* WHAT IS EXPECTED:
Reproduce the lines from the line with "Detect the wooden beam" up to and including the line with "left=66, top=47, right=120, bottom=80", substituting "whole-number pixel values" for every occurrence of "integer pixel values" and leaving all else unchanged.

═════ ROWS ═════

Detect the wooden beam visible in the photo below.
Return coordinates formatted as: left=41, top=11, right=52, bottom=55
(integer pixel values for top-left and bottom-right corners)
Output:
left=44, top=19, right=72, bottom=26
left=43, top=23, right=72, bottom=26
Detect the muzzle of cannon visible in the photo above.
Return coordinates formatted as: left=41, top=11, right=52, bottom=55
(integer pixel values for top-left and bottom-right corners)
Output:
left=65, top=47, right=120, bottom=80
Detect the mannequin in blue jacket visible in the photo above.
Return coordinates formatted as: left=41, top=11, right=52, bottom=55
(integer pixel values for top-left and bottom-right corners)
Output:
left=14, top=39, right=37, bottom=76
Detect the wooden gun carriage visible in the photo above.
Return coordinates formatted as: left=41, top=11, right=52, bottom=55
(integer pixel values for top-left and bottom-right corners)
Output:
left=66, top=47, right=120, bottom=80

═════
═════ ROWS ═════

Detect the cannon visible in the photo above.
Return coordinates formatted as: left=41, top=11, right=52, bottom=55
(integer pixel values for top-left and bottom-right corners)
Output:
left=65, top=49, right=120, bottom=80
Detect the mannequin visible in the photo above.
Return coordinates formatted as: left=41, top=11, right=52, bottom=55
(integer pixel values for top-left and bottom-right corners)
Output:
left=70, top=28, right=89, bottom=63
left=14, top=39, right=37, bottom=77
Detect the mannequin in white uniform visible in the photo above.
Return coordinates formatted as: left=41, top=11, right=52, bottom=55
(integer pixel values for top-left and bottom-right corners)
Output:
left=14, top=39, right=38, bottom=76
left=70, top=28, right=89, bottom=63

═════
═════ ROWS ═════

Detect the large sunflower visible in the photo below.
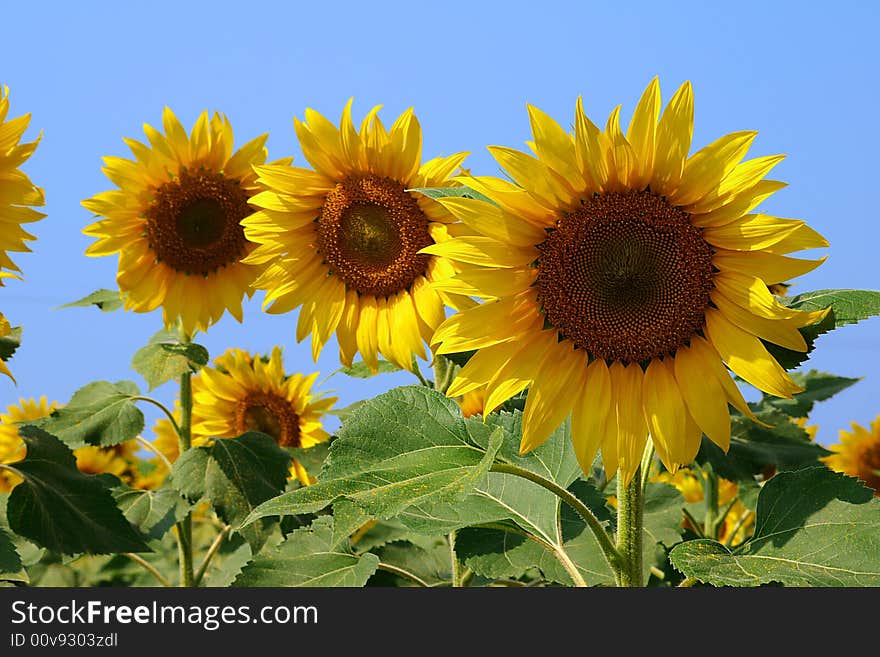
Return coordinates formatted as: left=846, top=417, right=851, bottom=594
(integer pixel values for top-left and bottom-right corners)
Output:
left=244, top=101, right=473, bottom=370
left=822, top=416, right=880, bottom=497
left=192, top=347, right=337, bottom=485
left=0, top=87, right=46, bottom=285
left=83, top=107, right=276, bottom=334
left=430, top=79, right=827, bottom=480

═════

* EXERCISE OUTPUT:
Detect the wooden beam visible in the photo below.
Return coordinates formatted as: left=41, top=11, right=52, bottom=55
(whole-number pixel values for top-left and bottom-right corners)
Output:
left=44, top=19, right=72, bottom=26
left=43, top=23, right=72, bottom=26
Detect the muzzle of cannon visible in the photo above.
Return coordinates formatted as: left=41, top=11, right=52, bottom=55
(whole-number pixel values for top-left and bottom-right corners)
Output:
left=65, top=47, right=120, bottom=80
Detect the mannequin in blue jacket visible in the photo above.
Return coordinates formatted as: left=41, top=11, right=52, bottom=55
(whole-number pixel values for top-left and bottom-right corners)
Output:
left=14, top=39, right=37, bottom=76
Detect the wooden gun carriage visible in the photo above.
Return coordinates formatted as: left=41, top=11, right=52, bottom=55
(whole-number pixel values for top-left and bottom-right corners)
Output:
left=66, top=47, right=120, bottom=80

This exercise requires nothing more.